EXERCISE AIM:
In the part that opens with the line containing "Can you see the frosted" and closes with the line containing "Can you see the window frame?", swap "table lamp" for "desk lamp" and give back only those lines, with everything else left as is.

RECORDS PROVIDED:
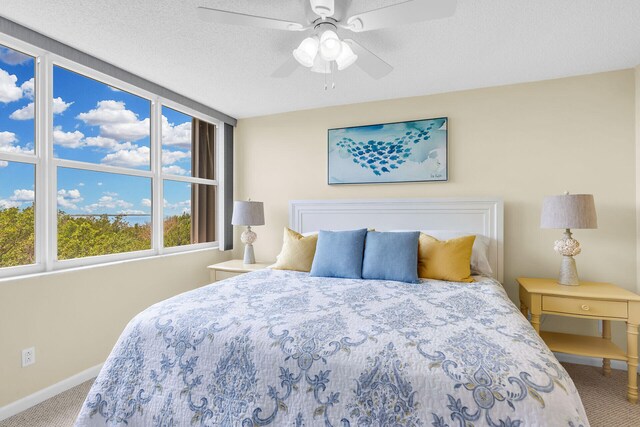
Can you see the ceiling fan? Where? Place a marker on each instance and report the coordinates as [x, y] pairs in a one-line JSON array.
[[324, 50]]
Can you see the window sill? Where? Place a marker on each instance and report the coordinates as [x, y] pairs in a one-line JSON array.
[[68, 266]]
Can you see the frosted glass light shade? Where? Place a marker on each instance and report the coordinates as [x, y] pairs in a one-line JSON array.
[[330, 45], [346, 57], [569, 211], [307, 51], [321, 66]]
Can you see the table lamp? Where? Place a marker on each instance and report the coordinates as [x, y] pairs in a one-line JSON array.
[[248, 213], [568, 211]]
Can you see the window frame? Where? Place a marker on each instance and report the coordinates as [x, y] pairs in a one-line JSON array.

---

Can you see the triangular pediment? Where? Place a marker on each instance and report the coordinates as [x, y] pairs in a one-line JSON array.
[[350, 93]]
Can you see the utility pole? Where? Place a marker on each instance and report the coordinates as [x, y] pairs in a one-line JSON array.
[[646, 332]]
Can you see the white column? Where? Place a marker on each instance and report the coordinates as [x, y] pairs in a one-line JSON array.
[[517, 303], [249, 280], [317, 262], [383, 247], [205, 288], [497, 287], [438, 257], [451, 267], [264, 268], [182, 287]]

THE ANSWER:
Can you see the frosted glass light shade? Where? Place a marker on each instance and report the coordinates as [x, y] pairs in a one-line JSON array.
[[330, 45], [346, 57], [569, 211], [307, 51], [321, 66]]
Can you see the desk lamp? Where? Place a marker on each instance and report the coordinates as [x, y] pairs in a one-line JSON array.
[[248, 213], [568, 211]]
Can you see the window frame? Where? Place a marker on each instance and report the coordinates as [x, y] pairs in a one-line JSON array.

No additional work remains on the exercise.